TASK DETAILS: An identical copy of the records below is the expected result.

Data extracted from a collection:
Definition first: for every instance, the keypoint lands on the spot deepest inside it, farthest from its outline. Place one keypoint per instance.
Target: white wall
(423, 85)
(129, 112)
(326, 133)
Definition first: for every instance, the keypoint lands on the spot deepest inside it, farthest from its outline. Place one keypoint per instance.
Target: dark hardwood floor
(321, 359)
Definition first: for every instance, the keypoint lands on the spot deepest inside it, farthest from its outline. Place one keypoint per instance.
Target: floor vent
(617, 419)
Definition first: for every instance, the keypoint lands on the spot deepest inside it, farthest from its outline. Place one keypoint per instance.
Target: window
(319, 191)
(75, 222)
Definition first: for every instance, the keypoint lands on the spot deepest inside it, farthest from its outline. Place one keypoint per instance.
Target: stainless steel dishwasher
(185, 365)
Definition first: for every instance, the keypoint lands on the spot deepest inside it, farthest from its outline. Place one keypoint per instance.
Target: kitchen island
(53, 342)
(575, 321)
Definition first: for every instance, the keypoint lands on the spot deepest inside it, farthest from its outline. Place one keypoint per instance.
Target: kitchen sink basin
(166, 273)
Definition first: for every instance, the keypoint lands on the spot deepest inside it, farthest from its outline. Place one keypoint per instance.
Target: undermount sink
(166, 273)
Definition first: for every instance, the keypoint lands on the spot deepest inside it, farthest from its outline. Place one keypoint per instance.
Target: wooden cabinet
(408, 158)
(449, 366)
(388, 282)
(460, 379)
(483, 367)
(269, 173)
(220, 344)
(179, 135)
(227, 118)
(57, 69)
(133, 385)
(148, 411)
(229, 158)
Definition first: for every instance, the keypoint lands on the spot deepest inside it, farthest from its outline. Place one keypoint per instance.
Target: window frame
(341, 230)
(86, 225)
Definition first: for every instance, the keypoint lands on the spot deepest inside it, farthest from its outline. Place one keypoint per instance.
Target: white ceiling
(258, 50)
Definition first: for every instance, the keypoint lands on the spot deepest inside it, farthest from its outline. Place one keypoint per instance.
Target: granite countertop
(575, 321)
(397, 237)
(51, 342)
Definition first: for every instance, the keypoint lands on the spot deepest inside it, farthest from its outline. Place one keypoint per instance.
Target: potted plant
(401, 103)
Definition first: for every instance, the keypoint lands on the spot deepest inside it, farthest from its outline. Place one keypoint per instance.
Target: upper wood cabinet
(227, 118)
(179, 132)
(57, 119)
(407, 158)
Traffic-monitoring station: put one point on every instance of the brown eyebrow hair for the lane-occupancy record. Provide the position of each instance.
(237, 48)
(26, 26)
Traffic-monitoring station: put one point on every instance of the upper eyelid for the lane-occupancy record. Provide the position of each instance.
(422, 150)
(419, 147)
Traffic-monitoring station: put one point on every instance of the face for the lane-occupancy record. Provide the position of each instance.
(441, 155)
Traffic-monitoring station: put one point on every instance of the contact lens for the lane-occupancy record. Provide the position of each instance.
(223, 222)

REPLY TO THE EXERCISE:
Definition first: for every instance, the keypoint lands on the spot deepest inside it, farthest from its outline. Place one keypoint per instance.
Target: white wall
(423, 85)
(129, 112)
(326, 133)
Definition first: for every instance, the keypoint lands on the spot deepest inside it, farthest from its outline. Place one keypoint per instance.
Target: dark hardwood floor
(321, 359)
Definition first: for every instance, the keypoint lands on the spot deepest inside it, farthest from its outline. Place one keypoint per instance.
Target: floor vent
(617, 419)
Definition first: for every instance, the keypoint lands on the spot deepest inside it, farthest from its outline. Place one keypoint per instance.
Target: window
(319, 191)
(75, 222)
Definition first: for every instance, the keypoint lands on the spot deepest inside it, farthest from its outline. Place one keypoint per instance.
Target: stainless steel dishwasher
(185, 365)
Definition first: for every instance, the keypoint lands on the spot deepest inside it, farthest from its outline. Place one keypoint per instance.
Target: kitchen island
(53, 342)
(575, 321)
Definition first: for every instance, the keypoint lands on the spot deepest inside it, farthest from its outline. Place one keypoint per instance.
Target: kitchen sink basin
(166, 273)
Definition first: for every instance, the keypoint lands on the spot deepest inside it, farthest from its outline. Place one keypoint per instance.
Target: undermount sink
(166, 273)
Definition first: for every instance, the keypoint lands on the spot deepest inside it, farthest from its outline. Place one keypoint per instance.
Target: wooden cabinet
(408, 158)
(449, 366)
(388, 282)
(460, 379)
(483, 367)
(269, 173)
(220, 344)
(179, 135)
(227, 118)
(57, 69)
(133, 385)
(148, 411)
(229, 158)
Definition first: for every instance, the keypoint lands on the spot deepest inside it, farthest from its outline. Place one keypoint per instance.
Target: window frame
(341, 230)
(86, 225)
Definition first: for every instance, the keypoint lands on the spot deepest inside it, farthest from its outline. Place one keypoint per instance.
Target: white ceiling
(258, 50)
Definition first: for every instance, the keypoint lands on the spot deepest inside it, farthest from its outline. Place one keypoint per instance.
Target: granite countertop
(575, 321)
(397, 237)
(51, 342)
Definition first: for every instance, the keypoint lands on the spot deepest inside it, farthest from its outline. Place one keypoint per instance.
Target: potted plant
(401, 103)
Definition first: for every instance, the keypoint lands on the spot deepest inside it, farthest from its outline. Place one keypoint per instance.
Target: upper wood cabinet
(227, 118)
(179, 132)
(57, 119)
(407, 158)
Traffic-monitoring station: put one point on every instance of the brown eyebrow hair for the lane-occupancy record. Provide the position of each instance.
(237, 48)
(26, 26)
Traffic-monitoring station: put one point on every instance of the upper eyelid for the lane-occupancy record. Provide the position of each instance.
(422, 150)
(419, 147)
Traffic-monitoring station: put one point on every instance of the face for the lane-occupancy record. Provide the position of each instance.
(441, 155)
Traffic-monitoring station: put one point on every instance of the contact lens for the lane-occupancy record. Provide the position of each instance.
(223, 222)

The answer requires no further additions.